(Data items)
★ ★ ★

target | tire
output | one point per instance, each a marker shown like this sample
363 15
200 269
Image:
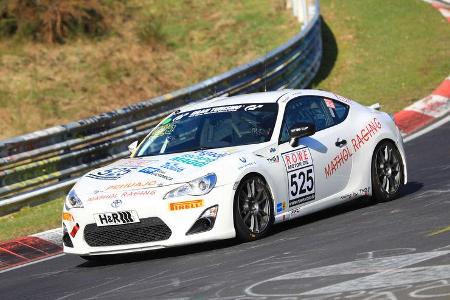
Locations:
387 172
253 209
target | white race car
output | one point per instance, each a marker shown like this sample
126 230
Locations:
232 167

★ ★ ★

* _THE PROBLEM_: The data above should be repeated in full and exactly, with no pictures carried over.

* _RESULT_:
target | tire
output | one point per instance, each a marker shown like this sample
363 15
200 269
Image:
Locations:
387 172
253 209
target | white race car
output | one point per instance, each a marker shown like this sample
126 230
Locations:
232 167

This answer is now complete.